WHAT YOU HAVE TO DO: Reproduce every line of the material below word for word, leaving the pictures out of your reply.

Annotation data marked with points
>> BEGIN
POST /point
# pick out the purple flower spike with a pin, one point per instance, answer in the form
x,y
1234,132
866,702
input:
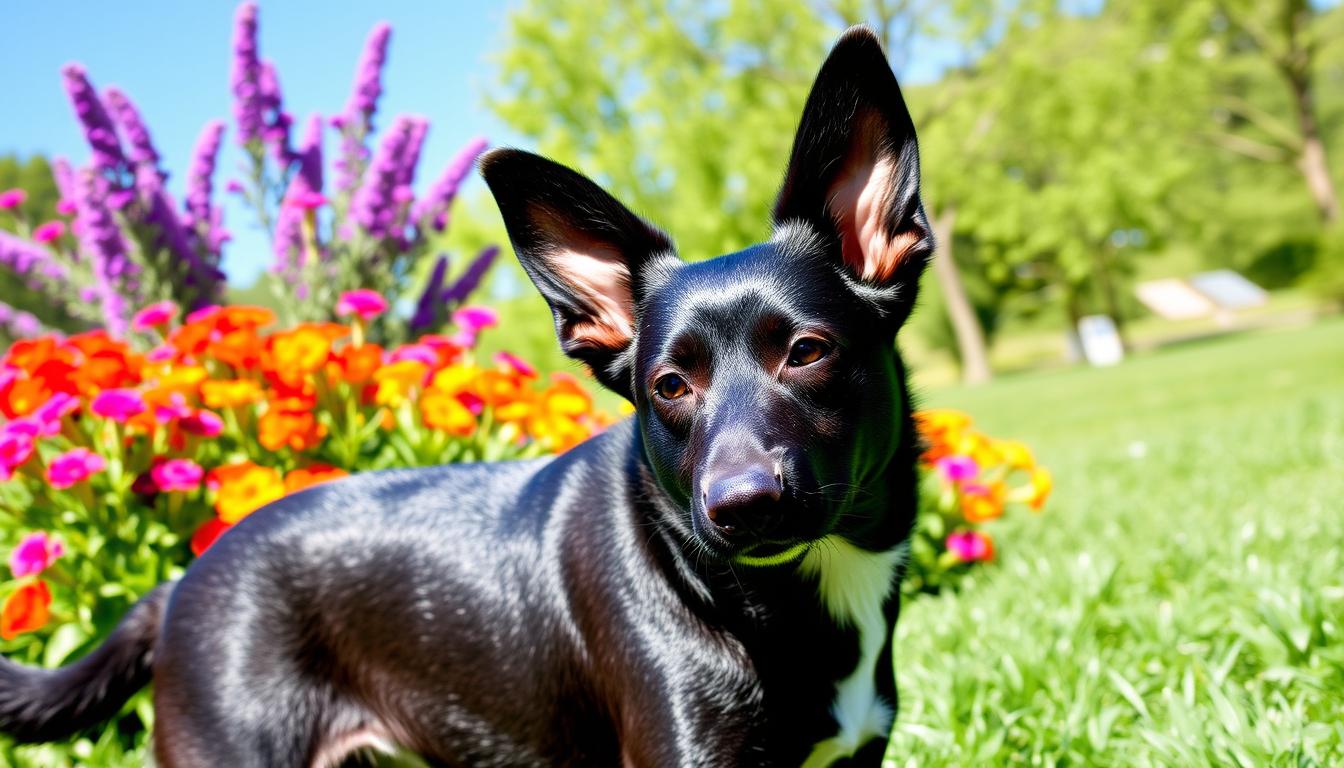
>> END
EXERCISE SOLUTION:
POST /point
# pick out the purple flower spike with a pin, one point per instance, answer in the form
x,y
1234,132
866,702
input:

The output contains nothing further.